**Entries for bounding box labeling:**
:::::

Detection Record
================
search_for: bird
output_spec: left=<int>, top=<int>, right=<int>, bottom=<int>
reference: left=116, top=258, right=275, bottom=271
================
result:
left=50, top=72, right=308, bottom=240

:::::

**Aim:**
Rewrite every item with "search_for" changed to "look_for" and all else left as it is.

**Reply:**
Detection Record
================
look_for: bird
output_spec: left=<int>, top=<int>, right=<int>, bottom=<int>
reference: left=116, top=258, right=275, bottom=271
================
result:
left=50, top=72, right=308, bottom=240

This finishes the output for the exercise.